**Document segment:**

◆ ◆ ◆ ◆

This application claims the benefit of Korean Patent Application No. 10-2009-0020728, filed on Mar. 11, 2009, in the Korean Intellectual Property Office, the disclosure of which is incorporated herein in its entirety by reference.
1. Field of the Invention
The present invention relates to a method of forming a material layer applicable to the field of electronics and a method of manufacturing an electronic device using the method of forming the material layer.
2. Description of the Related Art
Various types of electronic material layers are used in the field of electronics. Electronic material layers are formed of a material such as a conductive material or a semiconductor material, and are designed and manufactured in various patterns according to devices to which the electronic material layers are applied.
Electronic material layers are generally subjected to a film forming process, and some of the electronic material layers are subjected to a subsequent patterning process to have a desired shape.
Methods of forming a film may include a method of directly forming an electronic material layer on a target object and a method of forming an electronic material layer on an intermediate object and then transferring the electronic material layer to a target object.
A conductive thin film, which is an electronic material layer, is considered as an important element in display, antistatic, electrostatic dissipation, and so on. In particular, extensive research has been conducted on the use of a carbon nanotube (CNT) thin film in a heater and a thermal radiator because the CNT thin film has high electrical conductivity and high thermal conductivity.
Since CNTs have good charge transfer characteristics and a high aspect ratio, CNTs have high charge mobility and transparency, so as to obtain a plurality of charge transfer paths. Also, since CNTs have high elasticity, the CNTs are electrically and mechanically stable to bending. Accordingly, research on the use of CNTs as a material for a conductive thin film has been conducted.
Methods of manufacturing a CNT thin film may be roughly divided into a method of directly forming a thin film on a substrate by using a liquid medium in which CNTs are dispersed, and a method of growing CNTs and then transferring the CNTs to a substrate. Examples of the former method may include filtration, spraying, roll-to-roll processing, bar coating, dielectrophoresis, and inkjet printing. Since a thin film formed by the former method is affected by the state of a surface of a substrate or a material of the substrate, the quality of the thin film may vary according to the state of the substrate. Examples of the latter method mostly using a CNT thin film formed on a substrate made of silicon (Si) by chemical vapor deposition (CVD) may include transfer printing, such as stamping, and CNT separation using a sacrificial layer. Transfer printing has disadvantages in that undesired impurities may penetrate into a CNT thin film during a transfer process that uses a metal and a polymer, and a plurality of processes are required, thereby increasing manufacturing costs. CNT separation using a sacrificial layer involves forming a sacrificial layer made of SiO2 or the like on a substrate made of Si during CNT synthesis, growing CNTs on the sacrificial layer, and removing the sacrificial layer to obtain a CNT thin film. The CNT separation using the sacrificial layer has a disadvantage in that since the yield of the CNT thin film formed by the CNT synthesis is low, there is a limitation in using the CNT separation and productivity is low.

◆ ◆ ◆ ◆

**Exercise directions:**
Render this sentence from the patent text on electronic material layers in Spanish: "Electronic material layers are generally subjected to a film forming process, and some of the electronic material layers are subjected to a subsequent patterning process to have a desired shape."

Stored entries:

◆ ◆ ◆ ◆

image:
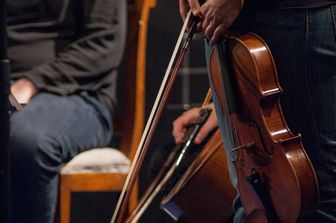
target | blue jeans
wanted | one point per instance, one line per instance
(303, 44)
(48, 132)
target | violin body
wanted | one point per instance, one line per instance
(204, 193)
(275, 176)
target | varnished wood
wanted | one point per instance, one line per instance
(264, 142)
(204, 193)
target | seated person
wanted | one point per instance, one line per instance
(64, 57)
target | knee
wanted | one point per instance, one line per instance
(32, 147)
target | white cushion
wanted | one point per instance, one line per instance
(96, 160)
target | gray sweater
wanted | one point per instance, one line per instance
(68, 46)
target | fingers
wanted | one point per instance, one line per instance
(184, 8)
(194, 7)
(181, 124)
(186, 5)
(207, 128)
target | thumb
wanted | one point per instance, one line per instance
(194, 7)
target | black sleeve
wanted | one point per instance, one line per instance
(87, 60)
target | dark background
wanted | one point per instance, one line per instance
(189, 90)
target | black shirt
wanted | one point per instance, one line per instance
(67, 46)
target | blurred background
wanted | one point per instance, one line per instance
(189, 90)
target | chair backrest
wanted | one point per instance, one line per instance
(130, 122)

◆ ◆ ◆ ◆

**The answer:**
Las capas de material electrónico se someten generalmente a un proceso de formación de película, y algunas de las capas de material electrónico se someten a un proceso posterior de formación de patrones para obtener una forma deseada.